*** Data for this task Section Begins ***

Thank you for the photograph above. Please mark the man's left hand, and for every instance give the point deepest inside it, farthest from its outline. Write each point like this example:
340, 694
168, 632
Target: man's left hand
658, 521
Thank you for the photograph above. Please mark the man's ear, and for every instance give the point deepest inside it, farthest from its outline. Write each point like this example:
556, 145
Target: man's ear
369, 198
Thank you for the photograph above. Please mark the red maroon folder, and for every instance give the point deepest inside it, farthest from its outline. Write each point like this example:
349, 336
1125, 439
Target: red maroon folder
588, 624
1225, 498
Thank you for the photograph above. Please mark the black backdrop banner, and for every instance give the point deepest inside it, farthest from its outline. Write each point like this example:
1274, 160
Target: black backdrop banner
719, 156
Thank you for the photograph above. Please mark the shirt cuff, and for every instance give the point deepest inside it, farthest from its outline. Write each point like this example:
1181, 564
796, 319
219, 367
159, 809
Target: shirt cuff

*** Data for this task Section Ends ***

### What is needed
Wherever the string "Write" appears in a line of the records above, copy that line.

### Written answer
Thank you for the photograph above. Please mark the man's left hand, and for every instance give the point deepest inside it, farthest from its outline. Write each point like this example:
Thank you for the photograph above. Please mark the man's ear, and for every instance give the point deepest inside it, farthest from its outline. Write each point like this example:
Thank you for the photograph above. Please mark the red maroon folder, and for every instance give the point deepest inside it, farthest from its outline. Write each point like this example:
Thank you for the photograph above. Please mark the black backdrop banner, and for every instance give the point deepest inside it, farthest from its outline. Write each point like this example:
Thank you for the photograph above. Please mark the shirt cuff, and for every instance give the point deepest inside it, farthest from its outline. Write each point like this example:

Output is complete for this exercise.